REQUIRED WORK —
Omit the pictures and output every entry below exactly as written.

EXERCISE INPUTS —
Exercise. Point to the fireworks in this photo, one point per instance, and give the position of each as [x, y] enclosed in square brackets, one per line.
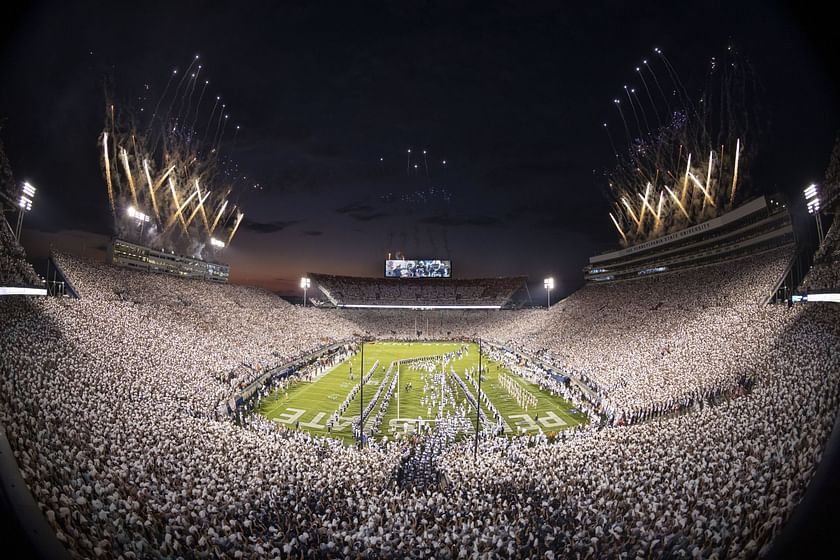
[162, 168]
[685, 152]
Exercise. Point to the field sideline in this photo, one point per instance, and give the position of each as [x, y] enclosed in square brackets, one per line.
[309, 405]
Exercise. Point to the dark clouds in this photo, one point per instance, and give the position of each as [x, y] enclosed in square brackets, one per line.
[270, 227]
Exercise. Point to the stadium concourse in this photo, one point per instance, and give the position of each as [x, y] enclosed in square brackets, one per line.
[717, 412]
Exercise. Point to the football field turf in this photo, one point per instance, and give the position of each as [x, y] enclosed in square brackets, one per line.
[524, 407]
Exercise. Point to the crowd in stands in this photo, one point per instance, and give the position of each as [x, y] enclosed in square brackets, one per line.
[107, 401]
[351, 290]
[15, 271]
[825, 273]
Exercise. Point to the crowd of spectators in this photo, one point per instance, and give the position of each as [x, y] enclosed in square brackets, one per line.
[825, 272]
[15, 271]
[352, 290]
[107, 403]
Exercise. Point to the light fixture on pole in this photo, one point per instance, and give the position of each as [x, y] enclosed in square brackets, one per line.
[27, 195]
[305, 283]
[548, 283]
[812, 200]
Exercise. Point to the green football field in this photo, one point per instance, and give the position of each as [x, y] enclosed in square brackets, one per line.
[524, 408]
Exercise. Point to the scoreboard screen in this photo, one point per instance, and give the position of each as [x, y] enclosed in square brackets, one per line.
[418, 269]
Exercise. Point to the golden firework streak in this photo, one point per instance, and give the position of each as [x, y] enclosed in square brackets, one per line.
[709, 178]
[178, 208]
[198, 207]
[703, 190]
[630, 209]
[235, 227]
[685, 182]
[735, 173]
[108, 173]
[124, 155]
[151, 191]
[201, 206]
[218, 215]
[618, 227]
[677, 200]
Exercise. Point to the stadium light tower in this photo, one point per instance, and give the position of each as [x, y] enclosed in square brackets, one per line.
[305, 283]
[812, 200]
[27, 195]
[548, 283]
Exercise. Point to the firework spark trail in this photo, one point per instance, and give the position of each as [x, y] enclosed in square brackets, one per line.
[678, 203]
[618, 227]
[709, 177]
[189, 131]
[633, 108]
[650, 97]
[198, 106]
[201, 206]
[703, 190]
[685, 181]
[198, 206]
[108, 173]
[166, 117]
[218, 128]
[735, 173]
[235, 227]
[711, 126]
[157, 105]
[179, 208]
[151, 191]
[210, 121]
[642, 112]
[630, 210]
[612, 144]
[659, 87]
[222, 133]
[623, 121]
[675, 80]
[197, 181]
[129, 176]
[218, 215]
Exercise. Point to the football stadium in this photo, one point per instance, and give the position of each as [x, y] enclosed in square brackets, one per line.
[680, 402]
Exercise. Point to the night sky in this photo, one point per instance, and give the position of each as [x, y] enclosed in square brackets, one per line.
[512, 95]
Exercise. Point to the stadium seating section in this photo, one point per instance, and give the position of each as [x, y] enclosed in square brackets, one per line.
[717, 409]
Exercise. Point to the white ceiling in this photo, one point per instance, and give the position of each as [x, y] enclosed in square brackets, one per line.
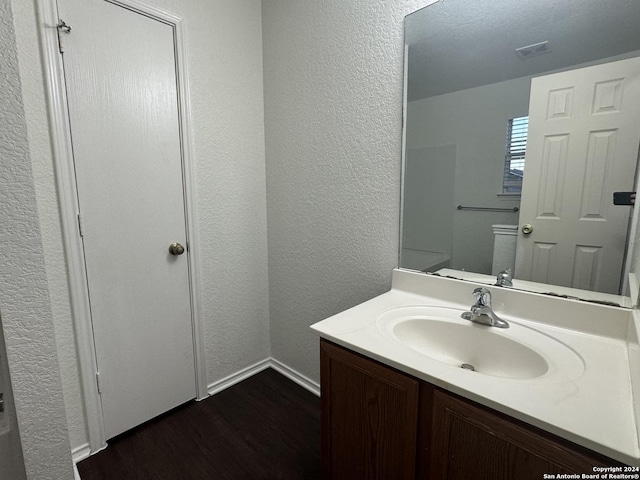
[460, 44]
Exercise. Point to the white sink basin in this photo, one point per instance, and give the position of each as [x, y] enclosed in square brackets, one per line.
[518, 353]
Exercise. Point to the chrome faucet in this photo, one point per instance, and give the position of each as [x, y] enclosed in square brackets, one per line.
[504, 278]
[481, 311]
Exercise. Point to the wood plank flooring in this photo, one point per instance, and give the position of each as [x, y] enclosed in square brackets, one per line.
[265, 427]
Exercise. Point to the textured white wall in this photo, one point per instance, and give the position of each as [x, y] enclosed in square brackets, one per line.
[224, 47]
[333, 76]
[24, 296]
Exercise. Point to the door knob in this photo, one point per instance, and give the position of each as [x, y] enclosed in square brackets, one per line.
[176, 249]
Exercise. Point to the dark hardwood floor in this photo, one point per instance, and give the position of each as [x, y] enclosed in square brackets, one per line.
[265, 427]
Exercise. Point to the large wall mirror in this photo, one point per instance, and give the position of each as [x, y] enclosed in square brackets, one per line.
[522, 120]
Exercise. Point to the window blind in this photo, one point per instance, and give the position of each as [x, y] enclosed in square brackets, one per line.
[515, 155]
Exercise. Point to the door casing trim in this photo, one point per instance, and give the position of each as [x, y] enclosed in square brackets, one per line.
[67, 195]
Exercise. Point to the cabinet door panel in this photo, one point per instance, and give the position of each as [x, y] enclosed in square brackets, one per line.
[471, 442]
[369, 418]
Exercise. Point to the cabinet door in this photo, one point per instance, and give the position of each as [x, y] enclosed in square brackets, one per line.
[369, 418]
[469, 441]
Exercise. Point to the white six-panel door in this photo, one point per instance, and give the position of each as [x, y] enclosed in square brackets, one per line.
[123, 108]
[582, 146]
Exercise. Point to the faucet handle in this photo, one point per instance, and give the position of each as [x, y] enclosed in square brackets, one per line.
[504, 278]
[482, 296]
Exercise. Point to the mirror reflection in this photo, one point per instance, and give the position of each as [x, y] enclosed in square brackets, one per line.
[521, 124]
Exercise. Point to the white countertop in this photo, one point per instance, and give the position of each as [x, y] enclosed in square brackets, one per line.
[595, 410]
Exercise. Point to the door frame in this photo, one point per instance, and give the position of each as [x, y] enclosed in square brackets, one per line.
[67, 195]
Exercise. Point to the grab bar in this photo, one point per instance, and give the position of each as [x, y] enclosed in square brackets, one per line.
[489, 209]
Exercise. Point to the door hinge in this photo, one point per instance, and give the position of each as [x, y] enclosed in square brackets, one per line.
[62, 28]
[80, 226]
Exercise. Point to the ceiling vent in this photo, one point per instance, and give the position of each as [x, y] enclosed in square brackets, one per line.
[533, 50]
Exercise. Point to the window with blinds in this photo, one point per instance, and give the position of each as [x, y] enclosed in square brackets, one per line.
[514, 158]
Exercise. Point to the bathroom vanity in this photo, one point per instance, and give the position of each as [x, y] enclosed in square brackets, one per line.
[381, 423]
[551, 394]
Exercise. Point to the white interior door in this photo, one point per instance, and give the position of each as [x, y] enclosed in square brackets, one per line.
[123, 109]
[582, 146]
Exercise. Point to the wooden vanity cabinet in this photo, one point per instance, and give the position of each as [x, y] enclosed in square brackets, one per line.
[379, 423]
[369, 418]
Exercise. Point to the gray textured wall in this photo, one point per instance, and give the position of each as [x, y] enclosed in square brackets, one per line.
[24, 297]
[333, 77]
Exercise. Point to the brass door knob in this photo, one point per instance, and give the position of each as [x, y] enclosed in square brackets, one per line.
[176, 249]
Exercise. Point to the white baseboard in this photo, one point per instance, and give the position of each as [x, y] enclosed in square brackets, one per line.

ANSWER FOR THIS EXERCISE —
Exercise. Point to the fireworks in this photo, one point per instance, and give the position of each as [x, y] enclosed in square brackets, one per line.
[162, 168]
[685, 152]
Exercise. Point to the field sideline in this photo, one point per instance, and give the position of each as [x, y] enclosed in square brackets, one per line.
[309, 405]
Exercise. Point to the dark clouds in this photo, one point per instance, and give the position of each as [x, y] enclosed in square brackets, one per line.
[270, 227]
Exercise. Point to the stadium concourse in this photo, one point per instance, and give the position of each as [x, y] enclosed in square brackets, one per line.
[717, 412]
Exercise. Point to the football field turf in this photo, one point per instance, and give the position of each as [x, y] enclosed in square brackets, one per line.
[524, 407]
Exercise. Point to the crowd in stands in this photo, one point per instance, and give the position of each as [x, y] enclosed in square brackets, one per line.
[107, 401]
[351, 290]
[15, 271]
[825, 273]
Exercise. Point to the crowd of spectators in this photo, one point per instance, and give the position of each as [x, y] enclosed in square brackets, one per line.
[825, 272]
[15, 271]
[352, 290]
[107, 403]
Exercise. Point to the light fixture on pole in this photo, one point per instance, and give the position of each as [x, y] enclosed in square brackets, one per line.
[27, 195]
[305, 283]
[548, 283]
[812, 200]
Exercise. Point to the green football field in this photo, one point per instance, and give the position of each as [x, y] enclosed in square brackets, one per line.
[524, 408]
Exercise. Point to the scoreboard screen in this photo, one point per instance, and give the position of each as [x, y] enclosed in square brackets, one per line.
[418, 269]
Exercise. Point to the golden firework streak in this photo, one point per instance, and give the position of each as [x, y] enclosed in square brackets, one per line.
[709, 178]
[178, 208]
[198, 207]
[703, 190]
[630, 209]
[235, 227]
[685, 182]
[735, 173]
[108, 173]
[124, 155]
[151, 191]
[201, 206]
[218, 215]
[618, 227]
[677, 200]
Exercise. Point to the stadium light tower in this photo, one point per instance, and give the position of each as [x, y] enclosed in square brackets, one per line.
[305, 283]
[812, 200]
[27, 195]
[548, 283]
Exercise. Point to the firework spark trail in this photo, one point per instance, and give the position of each as [x, y] enclosed in square brackets, one per line.
[678, 203]
[618, 227]
[709, 177]
[189, 131]
[633, 108]
[650, 97]
[198, 106]
[201, 206]
[703, 190]
[685, 181]
[198, 206]
[108, 173]
[166, 117]
[218, 128]
[735, 173]
[235, 227]
[711, 126]
[157, 105]
[179, 208]
[151, 191]
[210, 121]
[642, 112]
[630, 210]
[612, 144]
[659, 87]
[222, 133]
[623, 121]
[675, 80]
[197, 181]
[129, 176]
[218, 215]
Exercise. Point to the football stadium in this photo, one point per instance, and give the position of each as [x, y] enclosed in square brackets, one per line.
[680, 402]
Exercise. Point to the night sky in this photo, one point per instance, and give the position of each as [x, y] enclosed in square brackets, one per line.
[512, 95]
Exercise. Point to the stadium seating section in this photo, one point per instance, and give the position of each as [x, y] enclosed in square brackets, one per line.
[717, 409]
Exercise. Point to the white ceiling in this photo, one point per instance, and give the position of each as [x, y] enclosed in square brackets, one per line.
[460, 44]
Exercise. Point to the white sink basin in this photo, one point per instance, and give the position of each as [x, y] enclosed in square brackets, one per line.
[518, 353]
Exercise. Point to the chrome faucet in this photo, one point per instance, and give the position of each as [x, y] enclosed in square brackets, one per line.
[504, 278]
[481, 311]
Exercise. Point to the wood plank flooring in this photo, one point per instance, and give the position of each as [x, y] enclosed in square brackets, one per line.
[265, 427]
Exercise. Point to the textured white wall in this photo, one point per instance, and give the position of each as [x, y] enclosed in square brackets, one per line.
[224, 47]
[333, 76]
[24, 296]
Exercise. Point to the door knob in this photo, one point per instance, and give the position of each as [x, y] enclosed in square brackets, one per line.
[176, 249]
Exercise. Point to the dark hardwood floor in this photo, one point per instance, and give the position of each as [x, y] enclosed in square brackets, one per line.
[265, 427]
Exercise. Point to the large wall mirror in this photo, one point per instance, and give the position of each as [x, y] enclosed in square brackets, one per line.
[522, 120]
Exercise. Point to the window blind in this photo, one point per instance, and give the position of each as [x, y] enclosed in square brackets, one per line.
[515, 155]
Exercise. Point to the door casing trim in this photo, one point per instance, and give the position of each as [x, y] enclosed in square brackets, one per line.
[67, 195]
Exercise. Point to the cabinet door panel in this photo, one point per instance, and give the position of each as [x, y] enclosed in square brackets, one per line.
[471, 442]
[369, 418]
Exercise. Point to the cabinet door in this photo, one point per instance, and give the position of each as [x, y] enclosed in square brackets, one per line.
[369, 418]
[469, 441]
Exercise. Point to the white six-panel door in this photo, one point per instance, and give the position of each as [x, y] enclosed in square brackets, one per line.
[123, 108]
[582, 146]
Exercise. Point to the faucet handle in this photo, one point per instance, and give the position of each as [x, y] enclosed in square brackets, one per line.
[504, 278]
[482, 296]
Exercise. Point to the mirror reflection in this photo, one point per instance, and give the position of each as [x, y] enclosed in square brackets, one per line.
[521, 124]
Exercise. Point to the white countertop in this photo, one point per instance, and give the position of each as [x, y] enclosed in square brackets, one per line.
[595, 410]
Exercise. Point to the door frame in this photo, one point per instance, and give the position of each as [x, y] enclosed in square brackets, one per line.
[67, 195]
Exercise. Point to the grab bar in this photo, one point per instance, and give the position of each as [x, y] enclosed in square brackets, one per line.
[489, 209]
Exercise. Point to the door hinge in this photo, one point per instance, and give the position of each as [x, y] enclosed in square brackets, one per line.
[62, 28]
[80, 226]
Exercise. Point to the ceiling vent in this photo, one point per instance, and give the position of each as [x, y] enclosed in square brackets, one per line.
[533, 50]
Exercise. Point to the window with blinds in this photo, one point per instance, and give the position of each as [x, y] enclosed in square brackets, one per line.
[514, 158]
Exercise. Point to the bathroom vanity in this photo, one point per instance, and give the position of each as [x, y] enclosed in square brackets, one per line.
[381, 423]
[551, 394]
Exercise. Point to the white interior door in this photo, one point per instance, and give the position of each as [x, y] enclosed in square brackets, one per line.
[123, 109]
[582, 146]
Exercise. Point to the wooden vanity cabinet in this photo, one point per instance, and give the position of each as [x, y] enclosed in square brackets, one per line.
[379, 423]
[369, 418]
Exercise. Point to the gray textured wall in this photo, one point per instance, and give the position of each as [x, y] enclosed in square brackets, one per line.
[24, 297]
[333, 77]
Exercise. Point to the brass door knob in this photo, one point per instance, and give the position of each as [x, y] enclosed in square brackets, one per line.
[176, 249]
Exercise. Point to the white baseboard in this photo, one point per instance, and give the position of each as [x, y] enclosed in square brackets, one per line.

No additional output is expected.